* PROBLEM TO WORK ON
Word for word, retype the entire listing.

---*---

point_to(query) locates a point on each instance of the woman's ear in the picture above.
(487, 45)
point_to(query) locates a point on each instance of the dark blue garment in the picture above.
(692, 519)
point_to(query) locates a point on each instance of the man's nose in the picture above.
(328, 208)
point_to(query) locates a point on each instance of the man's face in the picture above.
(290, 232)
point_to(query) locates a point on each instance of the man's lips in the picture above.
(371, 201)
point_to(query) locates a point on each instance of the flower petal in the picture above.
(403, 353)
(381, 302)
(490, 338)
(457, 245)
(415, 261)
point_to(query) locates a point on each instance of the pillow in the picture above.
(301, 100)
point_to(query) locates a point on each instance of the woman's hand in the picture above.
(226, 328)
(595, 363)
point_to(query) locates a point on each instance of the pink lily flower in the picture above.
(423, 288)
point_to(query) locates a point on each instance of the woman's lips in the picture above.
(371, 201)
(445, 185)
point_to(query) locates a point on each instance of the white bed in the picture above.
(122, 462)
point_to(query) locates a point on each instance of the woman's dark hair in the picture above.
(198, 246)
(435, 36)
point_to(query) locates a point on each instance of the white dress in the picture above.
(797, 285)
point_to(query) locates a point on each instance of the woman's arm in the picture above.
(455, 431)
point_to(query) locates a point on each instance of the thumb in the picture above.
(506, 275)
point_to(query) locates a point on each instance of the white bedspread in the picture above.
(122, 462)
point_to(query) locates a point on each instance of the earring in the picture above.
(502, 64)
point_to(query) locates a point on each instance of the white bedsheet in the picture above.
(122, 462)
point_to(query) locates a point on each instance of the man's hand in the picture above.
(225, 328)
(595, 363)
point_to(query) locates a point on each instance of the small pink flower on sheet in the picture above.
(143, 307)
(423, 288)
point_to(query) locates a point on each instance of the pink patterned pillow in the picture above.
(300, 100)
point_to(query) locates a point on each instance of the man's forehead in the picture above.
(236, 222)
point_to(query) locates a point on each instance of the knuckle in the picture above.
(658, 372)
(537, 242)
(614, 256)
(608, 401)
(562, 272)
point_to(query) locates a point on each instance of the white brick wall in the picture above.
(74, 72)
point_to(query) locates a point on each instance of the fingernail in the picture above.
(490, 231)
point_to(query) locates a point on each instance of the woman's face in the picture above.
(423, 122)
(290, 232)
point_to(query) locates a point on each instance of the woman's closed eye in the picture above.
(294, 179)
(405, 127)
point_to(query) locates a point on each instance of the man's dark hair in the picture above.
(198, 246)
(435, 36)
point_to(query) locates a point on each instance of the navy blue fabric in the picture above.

---*---

* RESPONSE TO THE TASK
point_to(query) locates a point on each instance of the woman's ear in the picture above.
(487, 45)
point_to(query) locates a point on each instance of the dark blue garment in the picture above.
(692, 519)
point_to(query) locates a point on each instance of the man's nose in the picture above.
(328, 208)
point_to(query) locates a point on each instance of the man's face in the picture above.
(290, 232)
point_to(query) locates a point on each instance of the man's lips in the picture above.
(371, 201)
point_to(query) locates a point on each instance of the flower petal in the picture above.
(403, 353)
(381, 302)
(490, 338)
(457, 245)
(415, 261)
point_to(query) locates a point on each instance of the pillow in the picture above.
(301, 100)
point_to(query) locates a point on each instance of the woman's hand in the picture above.
(226, 328)
(595, 363)
point_to(query) locates a point on each instance of the pink lily flower in the picture above.
(423, 288)
point_to(query) locates a point on each instance of the woman's lips in the picture above.
(371, 201)
(445, 185)
point_to(query) locates a point on each instance of the white bed in the picture above.
(122, 462)
point_to(query) locates a point on each instance of the woman's dark hair in the picture above.
(198, 246)
(435, 36)
point_to(query) locates a point on each instance of the white dress in the picture above.
(797, 285)
point_to(query) locates a point on each instance of the woman's arm in the picture above.
(455, 431)
point_to(query) locates a point on each instance of the thumb in the picture above.
(506, 275)
point_to(query) locates a point on each instance of the white bedspread in the picture above.
(122, 462)
point_to(query) locates a point on each instance of the earring in the picture above.
(502, 64)
point_to(query) locates a point on each instance of the white bedsheet in the picture above.
(122, 462)
point_to(query) locates a point on each instance of the man's hand in the picture above.
(225, 328)
(595, 363)
point_to(query) locates a point on each instance of the small pink flower on sheet in the picture above.
(143, 307)
(423, 288)
point_to(query) locates a point on each instance of the pink patterned pillow in the picture above.
(300, 100)
point_to(query) locates a point on each instance of the man's forehead in the picture above.
(236, 222)
point_to(query) locates a point on each instance of the knuckle in the picture above.
(658, 372)
(537, 242)
(614, 256)
(608, 401)
(562, 272)
point_to(query) locates a point on each instance of the white brick wall in the picture above.
(74, 72)
point_to(query) locates a point on each instance of the fingernail in the picture above.
(490, 231)
point_to(query) locates a point on each instance of the woman's face in the picture above.
(423, 122)
(290, 232)
point_to(query) locates a point on each instance of the woman's closed eye in the picture above.
(294, 179)
(405, 127)
point_to(query) locates a point on each instance of the man's dark hair in the picture above.
(198, 246)
(435, 36)
point_to(query) locates a point on each instance of the navy blue fabric in the picture above.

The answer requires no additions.